(Location identification entries)

◆ ◆ ◆ ◆

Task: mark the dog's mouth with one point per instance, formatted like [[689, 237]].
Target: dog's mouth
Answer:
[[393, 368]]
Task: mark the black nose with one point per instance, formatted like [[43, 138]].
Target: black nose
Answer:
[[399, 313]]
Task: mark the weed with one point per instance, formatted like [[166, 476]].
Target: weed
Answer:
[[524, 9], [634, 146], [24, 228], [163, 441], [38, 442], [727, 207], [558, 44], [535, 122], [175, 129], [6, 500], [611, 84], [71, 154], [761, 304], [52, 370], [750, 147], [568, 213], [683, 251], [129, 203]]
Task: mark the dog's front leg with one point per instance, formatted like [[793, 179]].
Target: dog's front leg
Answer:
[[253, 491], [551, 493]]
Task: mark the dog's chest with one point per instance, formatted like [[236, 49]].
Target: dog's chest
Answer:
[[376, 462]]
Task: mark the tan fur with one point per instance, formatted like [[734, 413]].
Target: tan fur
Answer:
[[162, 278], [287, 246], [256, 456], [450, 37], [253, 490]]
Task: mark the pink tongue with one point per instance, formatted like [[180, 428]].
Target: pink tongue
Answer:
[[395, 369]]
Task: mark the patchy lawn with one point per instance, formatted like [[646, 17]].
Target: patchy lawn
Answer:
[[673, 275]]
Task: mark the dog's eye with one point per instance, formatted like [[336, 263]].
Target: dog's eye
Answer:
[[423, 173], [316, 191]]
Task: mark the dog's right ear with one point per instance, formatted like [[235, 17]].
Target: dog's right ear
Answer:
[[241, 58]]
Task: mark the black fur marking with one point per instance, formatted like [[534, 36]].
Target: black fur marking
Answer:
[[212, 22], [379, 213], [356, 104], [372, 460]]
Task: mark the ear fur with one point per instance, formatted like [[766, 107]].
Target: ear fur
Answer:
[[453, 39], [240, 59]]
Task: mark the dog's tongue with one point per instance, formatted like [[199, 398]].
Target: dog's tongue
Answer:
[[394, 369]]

◆ ◆ ◆ ◆

→ **What is required**: Rewrite the records above with every "patchy lawn" changed to "uneven lawn", keeping everything else unchanged.

→ **Correct output**:
Task: mark the dog's mouth with one point per instance, formatted like [[689, 237]].
Target: dog's mouth
Answer:
[[393, 368]]
Task: mark the black nose with one point per instance, formatted like [[43, 138]].
Target: black nose
Answer:
[[399, 313]]
Task: mark the weed with one point per instance, formatted like [[166, 476]].
Target: weed
Answer:
[[524, 9], [634, 146], [24, 228], [163, 441], [38, 442], [727, 207], [558, 44], [535, 122], [175, 129], [6, 500], [611, 84], [71, 154], [761, 304], [52, 370], [750, 147], [568, 213], [683, 251], [129, 203]]
Task: mark the dog's front leg with one point per instance, formatted like [[793, 179]].
Target: dog's front leg
Answer:
[[253, 491], [551, 493]]
Task: mark the dog's chest with one point per instance, formatted like [[236, 49]].
Target: dog's chest
Answer:
[[376, 462]]
Task: mark the tan fur with one point per instance, formatted like [[734, 413]].
Target: tan fur
Answer:
[[162, 278], [287, 246], [256, 456], [450, 37], [253, 490]]
Task: mark the pink tongue with one point per instance, formatted like [[180, 428]].
Target: pink tongue
Answer:
[[395, 369]]
Task: mark the uneven lawn with one point per instance, formatted like [[646, 17]].
Target: uneven lawn
Answer:
[[673, 275]]
Task: mark the dog's eye with one point per instance, formatted like [[336, 263]].
Target: dog's eye
Answer:
[[423, 173], [316, 191]]
Task: mark the dog's right ear with one point per instance, formatted like [[235, 17]].
Target: dog's right ear
Answer:
[[241, 58]]
Task: mark the black fur marking with one point per instance, formatted like [[534, 36]].
Target: black fur marking
Answer:
[[212, 22], [379, 213], [356, 104], [372, 460]]
Task: mark the ear fur with one point per instance, formatted like [[766, 107]].
Target: ear fur
Answer:
[[453, 39], [240, 59]]
Task: mark the dog's tongue with one point per instance, formatted like [[199, 398]].
Target: dog's tongue
Answer:
[[394, 369]]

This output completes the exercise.